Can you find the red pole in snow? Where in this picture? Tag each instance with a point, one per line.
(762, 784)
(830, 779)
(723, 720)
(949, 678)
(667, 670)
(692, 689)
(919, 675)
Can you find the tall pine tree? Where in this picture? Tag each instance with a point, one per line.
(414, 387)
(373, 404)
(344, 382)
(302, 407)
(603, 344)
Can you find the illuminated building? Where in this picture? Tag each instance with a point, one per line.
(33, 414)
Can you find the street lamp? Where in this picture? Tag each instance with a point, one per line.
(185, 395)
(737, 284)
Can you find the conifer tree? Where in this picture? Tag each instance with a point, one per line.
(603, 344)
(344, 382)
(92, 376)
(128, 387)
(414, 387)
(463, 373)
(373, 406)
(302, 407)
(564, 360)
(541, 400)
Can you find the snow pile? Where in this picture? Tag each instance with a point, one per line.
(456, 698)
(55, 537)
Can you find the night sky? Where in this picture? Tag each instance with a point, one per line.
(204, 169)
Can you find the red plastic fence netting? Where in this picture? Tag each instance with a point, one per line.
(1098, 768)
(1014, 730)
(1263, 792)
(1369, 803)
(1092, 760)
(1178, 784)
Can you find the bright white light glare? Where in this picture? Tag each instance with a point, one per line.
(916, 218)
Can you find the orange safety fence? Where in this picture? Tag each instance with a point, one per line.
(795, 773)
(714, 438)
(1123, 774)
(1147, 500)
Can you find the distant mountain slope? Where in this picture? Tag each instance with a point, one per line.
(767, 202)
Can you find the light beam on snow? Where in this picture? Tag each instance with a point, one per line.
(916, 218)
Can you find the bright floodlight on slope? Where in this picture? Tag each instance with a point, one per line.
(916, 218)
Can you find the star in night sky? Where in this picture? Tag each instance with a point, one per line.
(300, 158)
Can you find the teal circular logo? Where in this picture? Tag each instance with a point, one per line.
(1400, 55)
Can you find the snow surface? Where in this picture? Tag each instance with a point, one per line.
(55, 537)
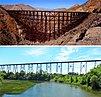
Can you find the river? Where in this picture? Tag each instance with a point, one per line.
(52, 89)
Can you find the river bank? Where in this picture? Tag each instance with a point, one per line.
(15, 86)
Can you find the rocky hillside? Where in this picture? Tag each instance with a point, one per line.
(18, 7)
(73, 8)
(8, 29)
(60, 9)
(90, 6)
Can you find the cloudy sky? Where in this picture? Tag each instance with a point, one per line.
(10, 55)
(50, 4)
(47, 54)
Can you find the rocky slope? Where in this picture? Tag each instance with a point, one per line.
(18, 7)
(90, 6)
(8, 29)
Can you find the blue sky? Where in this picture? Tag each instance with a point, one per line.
(33, 54)
(47, 54)
(50, 4)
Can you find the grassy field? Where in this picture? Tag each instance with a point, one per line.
(15, 86)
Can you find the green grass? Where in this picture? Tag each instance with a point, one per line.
(15, 86)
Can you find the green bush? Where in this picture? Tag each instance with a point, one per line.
(94, 82)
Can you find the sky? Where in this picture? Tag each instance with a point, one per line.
(33, 54)
(49, 4)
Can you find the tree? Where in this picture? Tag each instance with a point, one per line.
(88, 81)
(83, 80)
(76, 79)
(71, 79)
(94, 82)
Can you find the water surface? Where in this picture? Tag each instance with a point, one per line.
(51, 89)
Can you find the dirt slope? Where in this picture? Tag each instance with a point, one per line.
(8, 29)
(18, 7)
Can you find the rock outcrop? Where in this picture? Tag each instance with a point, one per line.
(8, 29)
(18, 7)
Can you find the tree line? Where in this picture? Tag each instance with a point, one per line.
(90, 79)
(22, 75)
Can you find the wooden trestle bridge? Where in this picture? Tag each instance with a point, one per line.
(46, 25)
(52, 67)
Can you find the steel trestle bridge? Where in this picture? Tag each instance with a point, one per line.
(53, 67)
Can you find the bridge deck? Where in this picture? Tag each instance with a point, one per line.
(46, 25)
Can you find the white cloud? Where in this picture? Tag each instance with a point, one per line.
(96, 51)
(37, 51)
(65, 53)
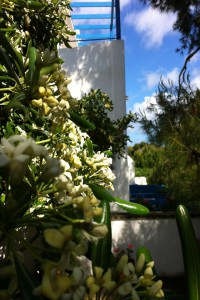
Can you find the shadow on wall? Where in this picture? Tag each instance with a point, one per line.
(160, 236)
(97, 66)
(82, 63)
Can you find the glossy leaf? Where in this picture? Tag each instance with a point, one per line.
(132, 208)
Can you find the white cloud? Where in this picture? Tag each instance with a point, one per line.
(195, 78)
(153, 78)
(140, 107)
(124, 3)
(152, 24)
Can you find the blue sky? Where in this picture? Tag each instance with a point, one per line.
(150, 45)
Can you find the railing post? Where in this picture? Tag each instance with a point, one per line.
(118, 23)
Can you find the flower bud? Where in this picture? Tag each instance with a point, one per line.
(67, 231)
(54, 238)
(42, 90)
(140, 263)
(148, 272)
(48, 92)
(125, 288)
(51, 101)
(155, 288)
(123, 261)
(135, 295)
(37, 103)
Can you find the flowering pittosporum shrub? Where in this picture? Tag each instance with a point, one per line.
(119, 252)
(52, 182)
(108, 134)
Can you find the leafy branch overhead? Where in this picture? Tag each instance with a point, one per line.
(108, 134)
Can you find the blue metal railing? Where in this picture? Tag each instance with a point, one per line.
(88, 28)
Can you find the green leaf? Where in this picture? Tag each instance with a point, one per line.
(32, 55)
(10, 50)
(132, 208)
(5, 60)
(81, 121)
(25, 282)
(101, 250)
(101, 193)
(89, 147)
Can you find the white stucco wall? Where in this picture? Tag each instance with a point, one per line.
(101, 66)
(160, 236)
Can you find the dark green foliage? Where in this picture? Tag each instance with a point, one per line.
(176, 126)
(109, 134)
(187, 22)
(146, 157)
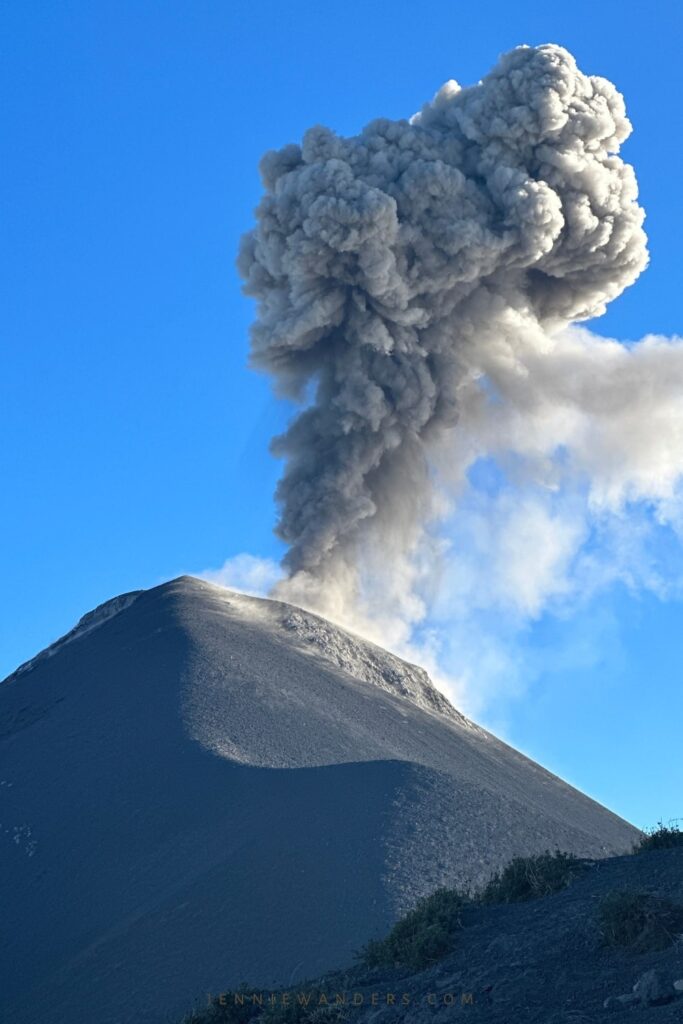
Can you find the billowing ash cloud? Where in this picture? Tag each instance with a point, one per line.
(390, 266)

##########

[Exercise goal]:
Your answer must be an exact copy of the listing, minus its pictures.

[Written answer]:
Can you find the red pole in snow? Where in this picture? Tag each instance with a point, one per line.
(762, 784)
(830, 779)
(723, 720)
(949, 678)
(667, 670)
(692, 689)
(919, 675)
Can you find the tall pine tree? Where in this picture? Tag each instance with a point, one per line.
(414, 387)
(373, 404)
(344, 382)
(302, 407)
(603, 344)
Can you find the illuminated building? Where in this picture? Tag each instance with a point, one per line.
(33, 414)
Can you find the street lamp? Where in this picture? Tag each instance with a point, one per line.
(185, 395)
(737, 284)
Can you find the conifer tree? Where in this picture? Tag each instance with a point, one per line.
(603, 344)
(344, 382)
(92, 376)
(128, 387)
(414, 387)
(463, 373)
(373, 406)
(302, 407)
(564, 360)
(541, 400)
Can you find the snow pile? Where in this picture? Tag each instance with a point, one per line.
(456, 698)
(55, 537)
Can you find the night sky? Where in this picture? Tag each instance with a point, one per line.
(204, 169)
Can you find the red plastic fence netting? Where in this picture? Tag each instance with a point, one per line.
(1098, 768)
(1014, 730)
(1263, 792)
(1369, 803)
(1092, 760)
(1178, 784)
Can you find the bright white light glare? Where in this picture? Tag each instance with a point, one per line.
(916, 218)
Can you find the orange safety fence? Where in this picture? Tag each instance with a point, one per line.
(795, 773)
(714, 438)
(1123, 774)
(1147, 500)
Can you find the distant mountain slope? Where in this picture? Tag each instance with a point, one per line.
(767, 202)
Can you find the light beam on snow? Where in this picture? Tag each instance with a point, one per line.
(916, 218)
Can you find the bright floodlight on slope? Where in this picture? Tag each instance with a point, one per line.
(916, 218)
Can you find the star in night sky? Where in this picture? Tag each instance with a point, one per line.
(300, 158)
Can you find the teal circular logo? Where in this picture? Tag each instance with a point, one per line.
(1400, 55)
Can you find the snow surface? Where in this picture? Tag each instance with a point, one per line.
(55, 537)
Can you find the river? Where in this picture? Tag each instance with a point, one per line.
(52, 89)
Can you find the river bank? Where in this picture? Tag each instance with a point, one per line.
(15, 86)
Can you find the rocky hillside? Where in this picture? Tag each instance with a point, one per line.
(18, 7)
(73, 8)
(8, 29)
(60, 9)
(90, 6)
Can you find the cloudy sky? Where in this picture? Tag each instance with a point, one per line.
(10, 55)
(50, 4)
(47, 54)
Can you find the rocky slope? Where in this picture? Tag each instance with a point, one per line.
(18, 7)
(90, 6)
(8, 29)
Can you find the blue sky? Where in this picture? Tag each instance with a point, one per line.
(33, 54)
(47, 54)
(50, 4)
Can you find the grassy field? Where in this picture? Tag each instance with a point, one per line.
(15, 86)
Can you find the green grass? Where in this picture? Tag each instance with a point, one per line.
(15, 86)
Can you find the green bush? Where in this picture? Tag each instance with a point, one per line.
(94, 82)
Can you find the sky? Where in this picture? Tag each instance with a point, one per line.
(33, 54)
(49, 4)
Can you find the tree? Where in this picture? Tag each instance with a point, one per line.
(88, 81)
(83, 80)
(76, 79)
(71, 79)
(94, 82)
Can you find the water surface? Where in this picture? Tag each instance with a point, one per line.
(51, 89)
Can you find the dirt slope? Where in this picture? Tag each instance with a point, one per line.
(8, 29)
(18, 7)
Can you find the rock outcrop? Where in this picture? Tag each instance with a point, one per line.
(8, 29)
(18, 7)
Can you find the tree line? Where in this picture? Tag each instance with a point, one per line.
(90, 79)
(22, 75)
Can you find the wooden trestle bridge? Where in this picture? Tag each instance with a point, one per line.
(46, 25)
(52, 67)
Can you find the steel trestle bridge? Where in this picture? Tag each instance with a point, one per line.
(53, 67)
Can you find the bridge deck? Where in this picture? Tag each instance with a point, one per line.
(46, 25)
Can you find the white cloud? Where in this picture? Tag each instance with a point, one per line.
(96, 51)
(37, 51)
(65, 53)
Can you find the shadow on wall? Where in this picture? Tag each instance with a point, one per line.
(160, 236)
(97, 66)
(82, 63)
Can you find the glossy leaf? Where in this picture? Tag each instance with a point, one per line.
(132, 208)
Can you find the white cloud? Where in this picture? Tag each instance with a point, one per line.
(195, 78)
(153, 78)
(140, 107)
(124, 3)
(152, 24)
Can you find the blue sky? Where in this picture? Tag each instance with a point, one per line.
(150, 45)
Can you find the railing post? Where in this picture? Tag each instance with a point, one per line.
(118, 23)
Can you find the flower bud? Where in this picture? Tag each instance with a point, one per line.
(67, 231)
(54, 238)
(42, 90)
(140, 263)
(148, 272)
(48, 92)
(125, 288)
(51, 101)
(155, 288)
(123, 261)
(135, 295)
(37, 103)
Can you find the flowering pittosporum shrub? Where in this picture? Tag each instance with a point, one per line.
(119, 252)
(52, 182)
(108, 134)
Can you find the leafy branch overhead? Where in this picture? Tag each instance with a point, one per line.
(108, 134)
Can you find the blue metal railing? Where in this picture? Tag each instance with a point, one per line.
(88, 28)
Can you find the green leaf? Where in this picture? Tag each instance with a point, one per line.
(32, 55)
(10, 50)
(132, 208)
(5, 60)
(81, 121)
(25, 282)
(101, 250)
(101, 193)
(89, 147)
Can you find the white stucco wall? Where in this picture? Tag each instance with a point, one per line.
(101, 66)
(160, 236)
Can you find the dark green foliage? Where in this picture? Tag each instance with a point, one per line.
(176, 126)
(109, 134)
(187, 22)
(146, 157)
Can you find the billowing ash cloud? Where in this picture? Tag each instance with a point, one per line.
(390, 266)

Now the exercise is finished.